**PASSAGE**.
━━━━━━━━━━━━━━━━━━━━━━━━━━━━━━

Once you know you need data and what type of data you need specifically, you’ll have a choice between collecting the data with humans or leveraging a synthetic data solution. This article provides a brief history of how humans got involved in the process in the first place and then discusses where humans and synthetic data shine.

At a high level, you should be using humans when:

  • You want to push the overall frontier of model capabilities beyond best-in-class today
  • You want to improve or fine-tune specific capabilities beyond what a model can do today
  • You want to measure the performance of an AI system

You may not need humans when:

  • Improvements in prompt engineering are still able to make a difference
  • You want to catch up to frontier models to have a solid baseline

A brief history - making LLMs useful and intuitive

A few years ago, it started to be possible to train incredibly large language models thanks to advances in model architecture (Transformers) and advancements in parallel computing (GPUs). Once the world started to have models that could reliably predict the next several words (the GPT-2 and 3 era), it became important to figure out how to actually make them useful for humans.

Going back to 2020 when GPT-3 was first coming out, it was a bit challenging to work with.

Consider a prompt such as

Can you translate from English to French: I want to go to the park.

GPT-3 would often respond with something along the lines of

Can you translate from English to French: I want to go to the park because it is a nice day today.

instead of doing the translation!

━━━━━━━━━━━━━━━━━━━━━━━━━━━━━━

[Phrase grounding data]
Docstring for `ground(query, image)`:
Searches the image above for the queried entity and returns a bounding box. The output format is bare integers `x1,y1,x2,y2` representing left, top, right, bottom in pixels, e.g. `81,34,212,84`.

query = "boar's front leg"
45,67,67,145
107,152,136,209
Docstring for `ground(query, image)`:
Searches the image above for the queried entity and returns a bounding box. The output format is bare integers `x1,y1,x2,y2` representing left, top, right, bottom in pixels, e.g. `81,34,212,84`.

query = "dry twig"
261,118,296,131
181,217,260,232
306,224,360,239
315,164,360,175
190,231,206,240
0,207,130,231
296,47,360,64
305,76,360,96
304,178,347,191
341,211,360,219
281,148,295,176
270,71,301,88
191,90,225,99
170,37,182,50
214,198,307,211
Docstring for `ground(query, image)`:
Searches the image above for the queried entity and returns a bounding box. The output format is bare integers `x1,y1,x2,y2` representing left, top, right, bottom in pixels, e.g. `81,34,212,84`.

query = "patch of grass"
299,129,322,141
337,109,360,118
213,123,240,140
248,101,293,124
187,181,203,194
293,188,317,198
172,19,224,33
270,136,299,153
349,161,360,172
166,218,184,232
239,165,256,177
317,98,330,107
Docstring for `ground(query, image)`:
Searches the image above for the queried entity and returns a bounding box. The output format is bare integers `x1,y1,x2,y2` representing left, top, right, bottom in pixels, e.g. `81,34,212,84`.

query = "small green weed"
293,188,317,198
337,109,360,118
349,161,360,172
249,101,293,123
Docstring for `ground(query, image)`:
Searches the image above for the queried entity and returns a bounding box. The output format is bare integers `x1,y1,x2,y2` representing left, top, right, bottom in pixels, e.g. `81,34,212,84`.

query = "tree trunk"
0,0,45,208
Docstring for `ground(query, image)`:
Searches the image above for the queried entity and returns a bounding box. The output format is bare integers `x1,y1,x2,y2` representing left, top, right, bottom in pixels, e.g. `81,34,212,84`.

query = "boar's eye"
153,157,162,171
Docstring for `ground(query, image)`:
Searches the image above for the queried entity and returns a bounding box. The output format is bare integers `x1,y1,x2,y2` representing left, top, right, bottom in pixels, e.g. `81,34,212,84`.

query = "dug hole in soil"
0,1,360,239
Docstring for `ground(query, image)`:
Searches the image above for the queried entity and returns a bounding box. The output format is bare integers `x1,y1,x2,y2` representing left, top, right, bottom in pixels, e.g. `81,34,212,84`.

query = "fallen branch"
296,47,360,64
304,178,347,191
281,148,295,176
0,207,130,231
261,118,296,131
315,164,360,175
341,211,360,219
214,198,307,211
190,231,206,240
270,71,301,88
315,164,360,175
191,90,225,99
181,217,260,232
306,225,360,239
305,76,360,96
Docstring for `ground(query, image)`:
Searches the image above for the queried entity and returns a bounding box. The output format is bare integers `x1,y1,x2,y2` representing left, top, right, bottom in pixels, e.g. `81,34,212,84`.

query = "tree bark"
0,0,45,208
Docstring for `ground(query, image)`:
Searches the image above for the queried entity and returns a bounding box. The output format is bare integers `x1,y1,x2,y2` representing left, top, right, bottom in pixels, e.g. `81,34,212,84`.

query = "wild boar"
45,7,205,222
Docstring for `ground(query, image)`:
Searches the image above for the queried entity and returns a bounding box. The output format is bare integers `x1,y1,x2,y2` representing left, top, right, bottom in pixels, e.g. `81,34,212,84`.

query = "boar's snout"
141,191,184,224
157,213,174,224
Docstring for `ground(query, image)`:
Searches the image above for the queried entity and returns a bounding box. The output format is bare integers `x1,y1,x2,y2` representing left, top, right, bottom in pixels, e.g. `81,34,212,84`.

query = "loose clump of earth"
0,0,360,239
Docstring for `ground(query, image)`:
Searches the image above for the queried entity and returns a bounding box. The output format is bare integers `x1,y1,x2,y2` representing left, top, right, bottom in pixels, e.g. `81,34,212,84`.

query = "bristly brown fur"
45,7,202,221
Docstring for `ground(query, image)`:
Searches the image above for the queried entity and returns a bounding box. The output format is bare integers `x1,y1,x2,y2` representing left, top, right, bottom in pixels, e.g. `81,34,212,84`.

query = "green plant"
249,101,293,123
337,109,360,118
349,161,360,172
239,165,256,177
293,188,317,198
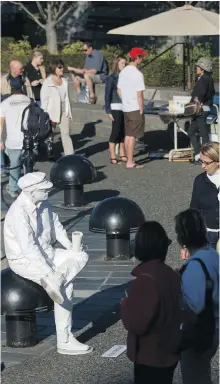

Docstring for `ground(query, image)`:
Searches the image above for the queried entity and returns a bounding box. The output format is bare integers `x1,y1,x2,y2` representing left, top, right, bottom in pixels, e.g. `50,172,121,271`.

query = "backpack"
21,99,52,140
140,274,197,355
77,84,89,104
180,258,215,353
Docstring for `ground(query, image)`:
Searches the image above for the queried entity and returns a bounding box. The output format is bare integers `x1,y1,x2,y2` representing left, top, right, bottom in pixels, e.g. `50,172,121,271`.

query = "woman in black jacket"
188,58,215,164
190,142,220,248
105,56,127,164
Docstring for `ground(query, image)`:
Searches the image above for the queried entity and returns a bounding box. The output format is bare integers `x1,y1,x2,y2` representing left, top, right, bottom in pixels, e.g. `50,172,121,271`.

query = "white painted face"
31,189,49,204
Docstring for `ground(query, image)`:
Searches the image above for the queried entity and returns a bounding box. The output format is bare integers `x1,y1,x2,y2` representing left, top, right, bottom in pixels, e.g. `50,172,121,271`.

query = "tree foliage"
10,1,78,30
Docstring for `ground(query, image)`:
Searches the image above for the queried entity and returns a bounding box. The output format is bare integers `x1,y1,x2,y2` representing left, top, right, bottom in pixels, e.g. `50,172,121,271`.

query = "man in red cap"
118,48,147,168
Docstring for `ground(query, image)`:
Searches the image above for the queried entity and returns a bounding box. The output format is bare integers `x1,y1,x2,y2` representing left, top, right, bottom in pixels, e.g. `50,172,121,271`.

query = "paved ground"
2,131,218,384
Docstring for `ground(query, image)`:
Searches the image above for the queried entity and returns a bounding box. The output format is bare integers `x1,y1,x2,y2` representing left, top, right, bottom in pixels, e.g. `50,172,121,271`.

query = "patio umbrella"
108,5,220,36
108,5,220,90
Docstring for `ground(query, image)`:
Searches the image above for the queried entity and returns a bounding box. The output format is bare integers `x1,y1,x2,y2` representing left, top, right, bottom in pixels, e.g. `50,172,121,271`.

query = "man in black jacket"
188,58,215,164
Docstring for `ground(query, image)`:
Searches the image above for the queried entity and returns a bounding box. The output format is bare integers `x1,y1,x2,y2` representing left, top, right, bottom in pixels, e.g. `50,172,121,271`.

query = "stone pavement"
2,135,217,384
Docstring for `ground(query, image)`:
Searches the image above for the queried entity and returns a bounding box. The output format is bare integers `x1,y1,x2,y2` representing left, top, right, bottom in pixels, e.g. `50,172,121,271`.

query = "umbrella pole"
183,42,186,91
186,36,191,89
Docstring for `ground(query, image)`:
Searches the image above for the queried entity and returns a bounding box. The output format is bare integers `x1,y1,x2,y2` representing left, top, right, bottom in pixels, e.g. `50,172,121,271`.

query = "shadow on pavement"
84,189,120,204
77,282,130,343
77,141,109,157
79,119,102,139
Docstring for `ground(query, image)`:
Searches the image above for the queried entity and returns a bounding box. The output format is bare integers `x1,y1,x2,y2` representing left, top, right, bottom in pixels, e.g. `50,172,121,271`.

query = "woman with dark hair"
175,209,219,384
188,57,215,164
40,60,74,155
190,142,220,249
121,221,181,384
105,56,127,164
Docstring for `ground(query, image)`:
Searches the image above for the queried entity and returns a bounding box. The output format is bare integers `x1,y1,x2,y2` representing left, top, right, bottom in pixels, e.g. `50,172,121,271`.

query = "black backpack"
180,258,215,353
21,99,52,140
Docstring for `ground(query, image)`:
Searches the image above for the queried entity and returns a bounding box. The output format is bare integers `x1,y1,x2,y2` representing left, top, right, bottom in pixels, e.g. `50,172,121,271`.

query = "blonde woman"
40,60,74,156
25,51,46,106
190,142,220,248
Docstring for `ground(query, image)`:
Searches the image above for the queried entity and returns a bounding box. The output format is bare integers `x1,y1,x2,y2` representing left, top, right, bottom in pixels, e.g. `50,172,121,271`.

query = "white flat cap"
18,172,53,192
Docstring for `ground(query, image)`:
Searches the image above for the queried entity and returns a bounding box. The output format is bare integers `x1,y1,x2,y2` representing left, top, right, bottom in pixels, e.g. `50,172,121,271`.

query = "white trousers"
9,249,88,343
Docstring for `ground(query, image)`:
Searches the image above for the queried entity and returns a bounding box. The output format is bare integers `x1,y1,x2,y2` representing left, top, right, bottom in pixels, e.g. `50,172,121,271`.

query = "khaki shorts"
76,73,103,84
124,110,145,138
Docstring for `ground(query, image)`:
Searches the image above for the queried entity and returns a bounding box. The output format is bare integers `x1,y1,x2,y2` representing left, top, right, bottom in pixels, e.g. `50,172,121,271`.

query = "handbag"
184,101,202,117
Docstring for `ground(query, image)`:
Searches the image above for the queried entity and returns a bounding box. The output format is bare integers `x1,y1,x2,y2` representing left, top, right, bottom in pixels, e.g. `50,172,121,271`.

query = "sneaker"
57,334,93,355
5,184,19,199
40,276,64,305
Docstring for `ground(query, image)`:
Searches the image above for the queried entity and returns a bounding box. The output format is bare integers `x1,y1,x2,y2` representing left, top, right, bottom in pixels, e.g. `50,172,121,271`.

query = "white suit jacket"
40,76,72,123
4,192,72,273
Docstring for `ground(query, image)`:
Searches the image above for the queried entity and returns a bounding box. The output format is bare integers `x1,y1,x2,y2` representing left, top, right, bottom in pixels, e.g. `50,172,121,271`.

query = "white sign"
102,345,127,357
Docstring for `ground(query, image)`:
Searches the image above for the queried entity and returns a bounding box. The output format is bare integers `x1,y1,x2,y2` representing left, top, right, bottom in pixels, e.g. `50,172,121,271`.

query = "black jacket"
191,73,215,106
190,172,219,229
105,74,121,113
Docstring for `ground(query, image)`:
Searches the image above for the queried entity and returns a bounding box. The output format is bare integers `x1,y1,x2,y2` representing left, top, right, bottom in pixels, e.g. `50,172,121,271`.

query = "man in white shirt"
118,48,147,168
4,172,92,355
0,89,30,198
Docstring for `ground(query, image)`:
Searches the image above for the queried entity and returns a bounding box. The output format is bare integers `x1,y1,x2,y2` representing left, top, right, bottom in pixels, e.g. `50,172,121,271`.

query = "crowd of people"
0,42,215,194
121,208,219,384
0,43,220,384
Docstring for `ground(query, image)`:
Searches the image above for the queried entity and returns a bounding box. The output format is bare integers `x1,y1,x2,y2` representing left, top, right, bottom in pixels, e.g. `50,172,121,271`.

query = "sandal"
126,163,144,169
110,158,121,165
119,156,128,163
89,95,97,104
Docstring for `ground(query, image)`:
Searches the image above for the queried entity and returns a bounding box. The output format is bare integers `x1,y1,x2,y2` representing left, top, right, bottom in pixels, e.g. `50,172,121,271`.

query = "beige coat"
40,75,72,123
0,73,34,99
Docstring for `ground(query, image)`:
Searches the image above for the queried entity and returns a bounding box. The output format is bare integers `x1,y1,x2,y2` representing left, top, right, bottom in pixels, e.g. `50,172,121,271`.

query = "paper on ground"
102,345,127,357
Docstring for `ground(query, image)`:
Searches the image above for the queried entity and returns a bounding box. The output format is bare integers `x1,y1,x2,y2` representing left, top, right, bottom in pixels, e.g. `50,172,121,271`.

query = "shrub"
1,37,15,51
8,36,31,56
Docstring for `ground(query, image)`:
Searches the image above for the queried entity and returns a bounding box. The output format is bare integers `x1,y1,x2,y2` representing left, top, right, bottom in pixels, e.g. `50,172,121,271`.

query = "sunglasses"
199,160,215,167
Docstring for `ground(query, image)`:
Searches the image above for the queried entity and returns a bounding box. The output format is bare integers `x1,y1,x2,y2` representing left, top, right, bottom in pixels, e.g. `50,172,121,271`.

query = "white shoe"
40,276,64,305
57,334,93,355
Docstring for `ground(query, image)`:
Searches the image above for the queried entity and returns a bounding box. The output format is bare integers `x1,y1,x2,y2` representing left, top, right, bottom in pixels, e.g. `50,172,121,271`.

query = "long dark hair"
175,209,208,250
134,221,171,262
112,55,126,75
49,59,64,75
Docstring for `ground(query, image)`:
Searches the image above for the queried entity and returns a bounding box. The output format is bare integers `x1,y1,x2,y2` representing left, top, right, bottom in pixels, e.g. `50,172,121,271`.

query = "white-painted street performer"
4,172,92,355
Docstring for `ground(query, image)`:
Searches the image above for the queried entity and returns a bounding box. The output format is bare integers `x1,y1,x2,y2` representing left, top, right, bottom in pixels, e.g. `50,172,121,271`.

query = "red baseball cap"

━━━━━━━━━━━━━━━━━━━━━━━━━━━━━━

**THE PROBLEM**. Condense the paragraph that begins "A few years ago" in the article on human and synthetic data into a short bulleted list that keeps its main facts.

**OUTPUT BELOW**.
- A few years ago, training very large language models became possible.
- This was due to advances in model architecture (Transformers) and in parallel computing (GPUs).
- Once models could reliably predict the next several words (the GPT-2 and 3 era), it became important to work out how to make them useful for humans.